TASK TO CARRY OUT
Return the exact lines spanning from the line with "Sports-analytics tagging: mark the tree" through the last line of the entries, boundaries included, and no others.

### DATASET RECORDS ###

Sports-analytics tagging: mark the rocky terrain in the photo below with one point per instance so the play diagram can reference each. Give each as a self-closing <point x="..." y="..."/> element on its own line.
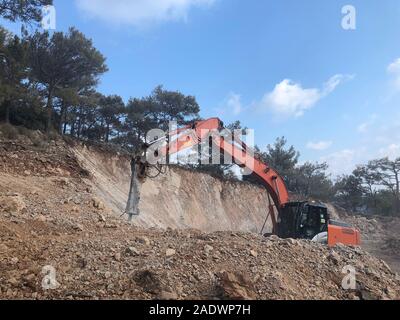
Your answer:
<point x="62" y="236"/>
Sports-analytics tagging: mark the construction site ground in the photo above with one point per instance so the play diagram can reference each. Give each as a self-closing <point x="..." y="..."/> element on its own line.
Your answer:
<point x="60" y="218"/>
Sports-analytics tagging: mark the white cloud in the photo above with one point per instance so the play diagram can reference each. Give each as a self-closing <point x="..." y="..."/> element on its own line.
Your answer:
<point x="291" y="99"/>
<point x="343" y="161"/>
<point x="363" y="127"/>
<point x="319" y="146"/>
<point x="139" y="12"/>
<point x="234" y="103"/>
<point x="394" y="69"/>
<point x="391" y="151"/>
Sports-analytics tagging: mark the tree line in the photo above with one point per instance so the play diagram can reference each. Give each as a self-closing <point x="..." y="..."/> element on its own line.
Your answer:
<point x="49" y="82"/>
<point x="372" y="188"/>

###

ANSWER AREA
Sports-analytics tagging: mark the tree line in the photo above with one point per instance so the play diagram can reference each. Give each as a self-closing <point x="..." y="..."/> element on its own line.
Your answer:
<point x="49" y="82"/>
<point x="372" y="188"/>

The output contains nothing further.